**Extrait du document**
════════

Ce qu’il faut voir en salles.
L’ÉVÉNEMENT
SCREAM VI ★★★☆☆
De Matt Bettinelli- Olpin et Tyler Gillett
L’essentiel
Porté par les brillantes Melissa Barrera et Jenna Ortega, le nouveau Scream fait bien son job, mais sans génie, avec un fond théorique discutable.
L’idée la plus forte de ce Scream VI... est de sortir un an après le reboot de la franchise avec le cinquième Scream. La preuve que Scream peut devenir un rendez-vous annuel, où l’on se réunit autour du slasher de la fin de l’hiver, voir des jeunes (et des vieux) se faire étriper par les nouveaux avatars de Ghostface. Soit la perspective d’un moment cool. Et de ce point de vue, c’est une réussite, puisque le film est franchement réjouissant en tant que tel : ça frappe et ça saigne très généreusement. Sans génie, d’accord, mais on sent tout de même une saine envie de faire plaisir.
Mais quid du point de vue méta ? C’est un peu là où ça coince. Pas de Scream sans son passage obligé où un personnage énumère les règles de cinéma s’appliquant au film en cours. Mais alors que les films précédents voyaient généralement juste, là, les règles sont complètement à côté de la plaque. Scream VI fonctionne mieux quand il capitalise sur sa propre micro mythologie -celle de Scream 5 - et de ses deux héroïnes, les sœurs Carpenter, campées par Melissa Barrera et la déjà star Jenna Ortega. Elles sont tout simplement parfaites, et la nouvelle franchise Scream ferait bien de ne capitaliser que sur elles -et Ghostface, bien sûr- pour le futur. Ça tombe bien, on sait déjà qu’elles reviendront pour Scream 7.

════════

**Entrées fournies**
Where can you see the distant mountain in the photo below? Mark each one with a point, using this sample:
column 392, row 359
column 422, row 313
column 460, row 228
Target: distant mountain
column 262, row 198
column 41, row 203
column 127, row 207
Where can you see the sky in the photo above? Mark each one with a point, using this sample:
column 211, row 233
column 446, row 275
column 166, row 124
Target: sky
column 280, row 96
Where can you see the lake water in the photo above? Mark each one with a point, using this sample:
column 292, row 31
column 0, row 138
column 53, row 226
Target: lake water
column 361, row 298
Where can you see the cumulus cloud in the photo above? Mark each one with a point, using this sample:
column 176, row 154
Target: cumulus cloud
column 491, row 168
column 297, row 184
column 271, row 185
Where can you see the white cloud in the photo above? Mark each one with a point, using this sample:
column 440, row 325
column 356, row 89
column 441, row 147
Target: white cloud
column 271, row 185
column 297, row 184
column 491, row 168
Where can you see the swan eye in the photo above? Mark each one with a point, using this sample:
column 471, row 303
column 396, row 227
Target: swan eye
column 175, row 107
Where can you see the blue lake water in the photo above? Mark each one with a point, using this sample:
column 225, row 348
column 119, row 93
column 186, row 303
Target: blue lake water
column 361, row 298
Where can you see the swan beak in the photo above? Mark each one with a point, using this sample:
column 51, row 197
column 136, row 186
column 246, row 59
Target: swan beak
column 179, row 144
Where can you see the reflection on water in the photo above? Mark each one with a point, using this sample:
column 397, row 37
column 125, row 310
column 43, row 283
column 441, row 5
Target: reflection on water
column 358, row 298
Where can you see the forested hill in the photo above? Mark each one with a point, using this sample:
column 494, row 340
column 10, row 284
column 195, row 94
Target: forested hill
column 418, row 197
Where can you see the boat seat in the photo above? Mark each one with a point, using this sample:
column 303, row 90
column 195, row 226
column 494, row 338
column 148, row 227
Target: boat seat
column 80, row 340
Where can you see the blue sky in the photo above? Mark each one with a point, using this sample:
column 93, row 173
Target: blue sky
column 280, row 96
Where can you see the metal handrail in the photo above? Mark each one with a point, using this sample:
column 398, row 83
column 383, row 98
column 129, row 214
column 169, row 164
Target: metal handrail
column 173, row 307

════════

**Consigne 1**
Indiquez si chacune des affirmations suivantes concorde avec la critique de Scream VI, en répondant par oui ou par non et en citant mot pour mot les termes du texte qui tranchent : (a) Scream VI sort un an après le cinquième Scream ; (b) d'après la critique, les règles de cinéma énumérées dans le film sont justes ; (c) les sœurs Carpenter sont interprétées par Melissa Barrera et Jenna Ortega.
**Consigne 2**
Extrayez de la critique de Scream VI le passage qui va de « L’idée la plus » jusqu'à « de faire plaisir. ».
Les entrées ne sont pas utiles pour répondre.

**Réponse attendue 1**
(a) Oui : « est de sortir un an après le reboot de la franchise avec le cinquième Scream ».
(b) Non : « là, les règles sont complètement à côté de la plaque ».
(c) Oui : « les sœurs Carpenter, campées par Melissa Barrera et la déjà star Jenna Ortega ».

**Réponse attendue 2**
L’idée la plus forte de ce Scream VI... est de sortir un an après le reboot de la franchise avec le cinquième Scream. La preuve que Scream peut devenir un rendez-vous annuel, où l’on se réunit autour du slasher de la fin de l’hiver, voir des jeunes (et des vieux) se faire étriper par les nouveaux avatars de Ghostface. Soit la perspective d’un moment cool. Et de ce point de vue, c’est une réussite, puisque le film est franchement réjouissant en tant que tel : ça frappe et ça saigne très généreusement. Sans génie, d’accord, mais on sent tout de même une saine envie de faire plaisir.